──────── Supplied records

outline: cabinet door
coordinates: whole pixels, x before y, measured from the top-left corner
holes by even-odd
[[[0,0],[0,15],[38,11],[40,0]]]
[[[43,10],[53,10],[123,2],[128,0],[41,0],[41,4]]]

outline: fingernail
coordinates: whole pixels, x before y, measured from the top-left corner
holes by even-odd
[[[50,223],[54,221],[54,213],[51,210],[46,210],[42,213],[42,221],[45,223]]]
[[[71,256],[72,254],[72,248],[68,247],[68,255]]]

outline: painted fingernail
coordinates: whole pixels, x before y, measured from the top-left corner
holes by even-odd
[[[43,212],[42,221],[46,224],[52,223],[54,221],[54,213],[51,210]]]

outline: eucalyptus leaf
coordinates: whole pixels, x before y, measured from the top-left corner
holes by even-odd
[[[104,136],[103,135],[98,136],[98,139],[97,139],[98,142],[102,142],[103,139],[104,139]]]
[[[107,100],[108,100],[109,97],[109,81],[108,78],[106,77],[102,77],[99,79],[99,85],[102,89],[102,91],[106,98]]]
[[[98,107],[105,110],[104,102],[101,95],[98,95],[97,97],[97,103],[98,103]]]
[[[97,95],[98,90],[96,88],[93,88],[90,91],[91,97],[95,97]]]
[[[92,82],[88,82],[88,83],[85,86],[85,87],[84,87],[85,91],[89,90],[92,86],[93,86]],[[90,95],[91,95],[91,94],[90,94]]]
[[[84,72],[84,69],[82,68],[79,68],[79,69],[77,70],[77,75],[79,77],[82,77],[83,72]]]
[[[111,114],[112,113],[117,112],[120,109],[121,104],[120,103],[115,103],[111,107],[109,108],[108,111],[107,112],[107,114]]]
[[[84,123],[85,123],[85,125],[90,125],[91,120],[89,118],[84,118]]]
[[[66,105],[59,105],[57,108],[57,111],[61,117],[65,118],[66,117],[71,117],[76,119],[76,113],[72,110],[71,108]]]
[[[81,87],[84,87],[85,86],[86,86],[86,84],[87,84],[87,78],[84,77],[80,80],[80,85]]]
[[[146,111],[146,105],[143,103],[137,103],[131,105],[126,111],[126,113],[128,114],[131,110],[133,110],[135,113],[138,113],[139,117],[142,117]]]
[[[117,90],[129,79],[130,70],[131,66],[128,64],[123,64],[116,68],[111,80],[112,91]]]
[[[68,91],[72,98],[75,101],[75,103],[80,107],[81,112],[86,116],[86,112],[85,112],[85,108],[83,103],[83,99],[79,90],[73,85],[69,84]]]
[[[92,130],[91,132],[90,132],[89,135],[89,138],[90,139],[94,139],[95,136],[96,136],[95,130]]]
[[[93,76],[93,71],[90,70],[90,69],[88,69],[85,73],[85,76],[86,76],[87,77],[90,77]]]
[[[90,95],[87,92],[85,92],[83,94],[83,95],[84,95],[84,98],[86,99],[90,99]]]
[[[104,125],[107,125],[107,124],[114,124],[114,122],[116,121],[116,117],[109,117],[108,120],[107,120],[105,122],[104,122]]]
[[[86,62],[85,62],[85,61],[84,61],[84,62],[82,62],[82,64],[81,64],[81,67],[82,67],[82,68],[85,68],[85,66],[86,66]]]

────────────────

→ Request
Show every line in the listing above that contains the string "fingernail", copying each one in full.

→ Exercise response
outline: fingernail
outline: painted fingernail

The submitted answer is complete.